Stored records
::::::::

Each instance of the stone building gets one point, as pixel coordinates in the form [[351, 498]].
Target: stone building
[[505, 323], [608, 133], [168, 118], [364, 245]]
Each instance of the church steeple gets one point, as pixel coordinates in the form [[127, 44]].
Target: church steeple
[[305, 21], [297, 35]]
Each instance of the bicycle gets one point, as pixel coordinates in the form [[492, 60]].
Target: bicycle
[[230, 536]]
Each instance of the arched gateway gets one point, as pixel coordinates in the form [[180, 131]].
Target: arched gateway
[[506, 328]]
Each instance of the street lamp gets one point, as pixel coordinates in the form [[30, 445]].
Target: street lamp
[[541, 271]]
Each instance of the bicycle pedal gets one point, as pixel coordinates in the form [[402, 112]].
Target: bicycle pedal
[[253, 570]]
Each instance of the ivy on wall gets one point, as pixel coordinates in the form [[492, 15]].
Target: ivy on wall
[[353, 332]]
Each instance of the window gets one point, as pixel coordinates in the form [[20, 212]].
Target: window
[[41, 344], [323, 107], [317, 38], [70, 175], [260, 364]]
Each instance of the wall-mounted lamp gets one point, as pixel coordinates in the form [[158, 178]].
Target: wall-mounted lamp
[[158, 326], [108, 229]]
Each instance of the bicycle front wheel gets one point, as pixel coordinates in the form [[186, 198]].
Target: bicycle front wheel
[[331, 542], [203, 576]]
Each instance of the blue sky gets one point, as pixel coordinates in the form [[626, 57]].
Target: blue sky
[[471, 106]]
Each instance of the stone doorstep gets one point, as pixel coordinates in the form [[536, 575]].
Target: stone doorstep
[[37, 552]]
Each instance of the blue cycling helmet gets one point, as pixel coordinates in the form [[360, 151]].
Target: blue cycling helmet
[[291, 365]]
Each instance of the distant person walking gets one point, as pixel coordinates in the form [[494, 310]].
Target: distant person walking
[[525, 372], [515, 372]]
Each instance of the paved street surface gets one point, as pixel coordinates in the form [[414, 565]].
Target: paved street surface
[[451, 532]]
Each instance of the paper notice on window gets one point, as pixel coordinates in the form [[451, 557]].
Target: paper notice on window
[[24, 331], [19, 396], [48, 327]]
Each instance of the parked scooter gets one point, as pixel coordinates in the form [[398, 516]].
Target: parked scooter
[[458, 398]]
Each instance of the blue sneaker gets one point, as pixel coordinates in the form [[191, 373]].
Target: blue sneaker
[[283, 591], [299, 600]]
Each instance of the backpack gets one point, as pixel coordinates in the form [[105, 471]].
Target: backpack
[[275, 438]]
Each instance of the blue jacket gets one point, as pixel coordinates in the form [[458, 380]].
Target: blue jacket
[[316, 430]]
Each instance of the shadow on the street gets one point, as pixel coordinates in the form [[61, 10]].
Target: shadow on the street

::::::::

◆ What this task involves
Copy out the stretch of rows from the line containing "Each instance of the church" through the line containing "[[24, 331], [19, 396], [48, 327]]", requests and all, and shift every point coordinate in the answers by -78. Keep the sample coordinates in the requests as they are.

◆ Worked solution
Each instance of the church steeple gets one point, as pixel coordinates in the form [[127, 44]].
Target: church steeple
[[227, -57], [219, -43]]
Each instance of the bicycle gets one point, as pixel coordinates in the form [[492, 60]].
Target: bicycle
[[152, 458]]
Each instance of the arched gateway gets one point, as pixel coordinates in the form [[180, 131]].
Target: arched gateway
[[428, 250]]
Each instance of the street lamp gets one point, as pixel coordinates in the form [[30, 445]].
Target: street lamp
[[463, 193]]
Each instance of the bicycle pedal gets one point, as pixel coordinates in the form [[402, 112]].
Target: bicycle pedal
[[175, 492]]
Each instance of the ivy on wall gets one point, as pixel coordinates in the form [[492, 15]].
Target: ivy on wall
[[275, 254]]
Each instance of the window gets one point, as pixel coordinates in the form [[20, 212]].
Target: window
[[-37, 266], [245, 29], [239, -40], [-8, 97], [182, 286]]
Each instance of the wall-mounted lamp gets one point, as pixel coordinates in the form [[158, 178]].
Target: wall-mounted lamp
[[80, 248], [30, 151]]
Each instance of the bicycle front wheel gets one point, as pixel coordinates in the form [[186, 198]].
Target: bicycle front wheel
[[253, 464], [125, 498]]
Each instance of the blue sky gets one point, as pixel coordinates in the form [[626, 57]].
Target: blue sky
[[393, 28]]
Each instance of the stone doorstep gets one point, as pixel coordinates in the form [[536, 575]].
Target: stone doorstep
[[-41, 474]]
Each instance of the blue cycling helmet gets one point, as pixel coordinates in the form [[360, 151]].
Target: blue cycling helmet
[[213, 287]]
Each instance of the distant person walking gets one point, as pixel coordinates in the form [[494, 310]].
Target: distant person walking
[[447, 294], [437, 294]]
Each instance of the paved street surface gets one point, as pixel coordinates in the form [[414, 565]].
Target: paved street surface
[[373, 454]]
Each instance of the paper notice on window gets one point, as pixel coordinates in the form [[451, 557]].
Target: paper notice on window
[[-54, 253], [-59, 318], [-30, 249]]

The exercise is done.